Given task. Copy all of the data below word for word, with no changes.

Dataset records.

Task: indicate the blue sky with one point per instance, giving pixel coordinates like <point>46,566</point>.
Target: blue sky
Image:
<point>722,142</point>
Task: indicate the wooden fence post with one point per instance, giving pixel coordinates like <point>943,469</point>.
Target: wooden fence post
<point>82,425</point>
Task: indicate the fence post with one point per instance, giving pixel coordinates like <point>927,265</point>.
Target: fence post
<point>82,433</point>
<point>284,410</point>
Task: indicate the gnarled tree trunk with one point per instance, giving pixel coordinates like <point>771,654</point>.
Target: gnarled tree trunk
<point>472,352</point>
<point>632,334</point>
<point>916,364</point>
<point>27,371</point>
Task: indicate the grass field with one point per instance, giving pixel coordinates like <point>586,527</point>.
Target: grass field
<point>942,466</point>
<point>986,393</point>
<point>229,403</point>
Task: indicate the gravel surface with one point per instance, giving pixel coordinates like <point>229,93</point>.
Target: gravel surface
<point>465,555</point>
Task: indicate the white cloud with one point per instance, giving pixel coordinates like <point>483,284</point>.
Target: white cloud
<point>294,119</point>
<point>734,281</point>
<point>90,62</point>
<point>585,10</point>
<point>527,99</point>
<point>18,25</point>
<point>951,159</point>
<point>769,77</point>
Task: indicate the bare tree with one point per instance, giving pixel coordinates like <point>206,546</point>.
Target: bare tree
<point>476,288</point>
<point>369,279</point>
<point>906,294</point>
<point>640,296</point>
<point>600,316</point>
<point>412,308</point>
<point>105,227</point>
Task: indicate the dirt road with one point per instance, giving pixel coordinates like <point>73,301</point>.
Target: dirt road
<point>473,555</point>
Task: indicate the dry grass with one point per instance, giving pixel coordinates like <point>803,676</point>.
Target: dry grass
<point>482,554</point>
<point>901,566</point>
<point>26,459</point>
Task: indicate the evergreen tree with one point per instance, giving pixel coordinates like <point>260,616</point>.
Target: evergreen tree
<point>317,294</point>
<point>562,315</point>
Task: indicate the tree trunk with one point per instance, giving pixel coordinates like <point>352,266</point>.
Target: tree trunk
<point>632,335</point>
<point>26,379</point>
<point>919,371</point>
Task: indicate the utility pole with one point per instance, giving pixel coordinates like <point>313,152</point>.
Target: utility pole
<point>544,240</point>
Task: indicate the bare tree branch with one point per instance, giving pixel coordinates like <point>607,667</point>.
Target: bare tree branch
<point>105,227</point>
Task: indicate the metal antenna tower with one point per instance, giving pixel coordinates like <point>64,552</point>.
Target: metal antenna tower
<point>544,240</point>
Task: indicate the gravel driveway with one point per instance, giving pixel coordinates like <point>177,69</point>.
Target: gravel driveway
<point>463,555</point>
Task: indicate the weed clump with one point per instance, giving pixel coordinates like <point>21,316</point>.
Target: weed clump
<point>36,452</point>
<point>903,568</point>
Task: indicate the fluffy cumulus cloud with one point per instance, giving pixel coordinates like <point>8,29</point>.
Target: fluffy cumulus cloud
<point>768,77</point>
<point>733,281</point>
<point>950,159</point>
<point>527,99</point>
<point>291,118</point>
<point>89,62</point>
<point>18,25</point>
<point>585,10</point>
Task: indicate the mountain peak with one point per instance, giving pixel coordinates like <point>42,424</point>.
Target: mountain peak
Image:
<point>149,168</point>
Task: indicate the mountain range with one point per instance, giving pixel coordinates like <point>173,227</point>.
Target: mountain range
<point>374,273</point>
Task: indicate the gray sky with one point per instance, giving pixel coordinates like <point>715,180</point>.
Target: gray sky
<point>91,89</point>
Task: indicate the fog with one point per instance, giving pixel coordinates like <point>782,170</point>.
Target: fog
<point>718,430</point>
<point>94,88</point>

Solution to this problem.
Task: indicate the blue sky with one point per instance, giving pixel coordinates like <point>46,566</point>.
Target: blue sky
Image:
<point>722,142</point>
Task: indicate the wooden fence post with one point per instance, giving pixel coordinates like <point>943,469</point>.
Target: wooden fence post
<point>82,425</point>
Task: indicate the fence post with one point per instance, giving pixel coordinates like <point>927,265</point>.
Target: fence post
<point>82,433</point>
<point>284,410</point>
Task: indicate the gnarled tree trunk with one point per instance, giving pixel coordinates like <point>771,654</point>.
Target: gnarled tree trunk
<point>472,352</point>
<point>632,334</point>
<point>916,364</point>
<point>27,371</point>
Task: indicate the grass field with one point per instance, giving pixel coordinates like <point>586,527</point>.
Target: grass field
<point>942,466</point>
<point>986,393</point>
<point>229,403</point>
Task: indicate the gravel surface with one point per instance, giving pixel coordinates like <point>229,93</point>.
Target: gravel surface
<point>465,555</point>
Task: indicate the white cloud with one point per instance, giving pixel coordinates like <point>483,284</point>.
Target: white cloud
<point>294,119</point>
<point>734,281</point>
<point>90,62</point>
<point>585,10</point>
<point>527,99</point>
<point>18,25</point>
<point>951,159</point>
<point>769,77</point>
Task: indicate the bare tree with one point per instance, giving pixel coordinates like <point>206,546</point>.
Target: bare tree
<point>476,288</point>
<point>369,279</point>
<point>906,294</point>
<point>640,296</point>
<point>600,316</point>
<point>412,308</point>
<point>105,227</point>
Task: indicate the dirt road with one point per instance, giving pixel coordinates like <point>73,301</point>.
Target: dirt road
<point>473,555</point>
Task: indicate the dry grass with one point per instance, giving pixel coordinates like <point>803,676</point>.
Target: dry grass
<point>482,554</point>
<point>901,566</point>
<point>26,459</point>
Task: indicate the evergreen tree with one point per instance, giving pixel coordinates like <point>260,616</point>.
Target: evergreen tree
<point>317,294</point>
<point>562,315</point>
Task: indicate the tree trunk with one point per instance, giving pixel coordinates like <point>352,266</point>.
Target: tree trunk
<point>632,335</point>
<point>26,379</point>
<point>919,371</point>
Task: indicate the utility pole with one point per instance, giving pixel coordinates like <point>313,152</point>.
Target: utility pole
<point>544,240</point>
Task: indicate the bare tree branch with one point per instance, giving pixel coordinates like <point>607,667</point>.
Target: bare tree branch
<point>105,227</point>
Task: indicate the metal antenna tower with one point per instance, giving pixel coordinates like <point>64,552</point>.
Target: metal antenna tower
<point>544,240</point>
Task: indicate the gravel driveway with one point per instance, giving pixel coordinates like <point>177,69</point>.
Target: gravel driveway
<point>463,555</point>
Task: indicate the weed clump with one point per instance, giving pixel coordinates like <point>21,316</point>.
Target: weed clump
<point>36,452</point>
<point>903,568</point>
Task: indicate the fluffy cumulus cloud with one point per instance, giving pixel coordinates like <point>8,29</point>.
Target: fluffy cumulus cloud
<point>768,77</point>
<point>733,281</point>
<point>950,159</point>
<point>527,99</point>
<point>291,118</point>
<point>89,62</point>
<point>18,25</point>
<point>585,10</point>
Task: indicate the mountain peak with one point per instance, giving pixel coordinates like <point>42,424</point>.
Target: mountain peak
Image:
<point>149,168</point>
Task: indicate the mountain range with one point per instance, giving pixel coordinates like <point>173,227</point>.
Target: mountain range
<point>374,273</point>
Task: indicate the gray sky with one point per instance, giving pixel coordinates like <point>715,180</point>.
Target: gray sky
<point>91,89</point>
Task: indicate the fog with one point per instance, giving pixel coordinates like <point>782,170</point>.
Target: fog
<point>718,430</point>
<point>94,88</point>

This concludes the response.